**Exercise directions**
Replace every "target" in the data below with "object", changing nothing else. Give the data again without the pictures.

**Records supplied**
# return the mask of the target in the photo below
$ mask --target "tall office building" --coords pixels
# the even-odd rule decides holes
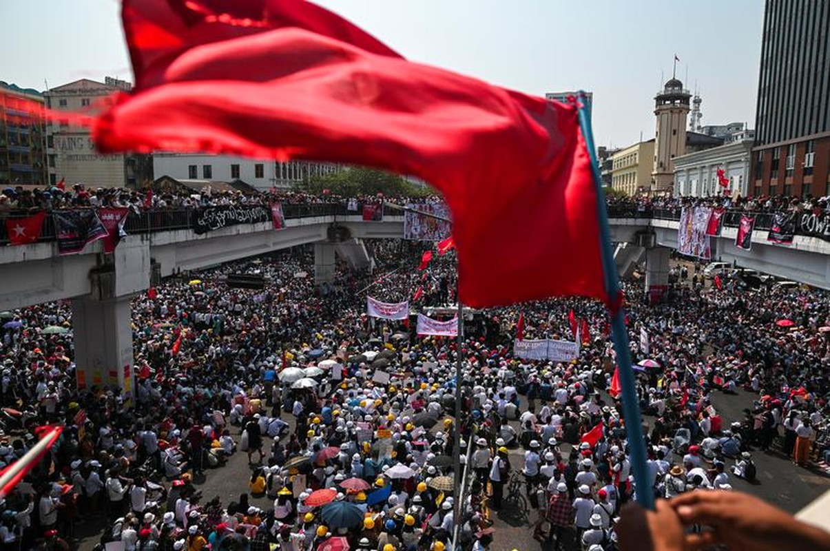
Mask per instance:
[[[750,193],[830,194],[830,0],[766,0]]]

**Result of the exercise**
# return the mask of the object in the photo below
$ mask --object "tall office building" --coords pixels
# the even-odd rule decides holes
Mask per instance:
[[[750,193],[830,194],[830,0],[766,0]]]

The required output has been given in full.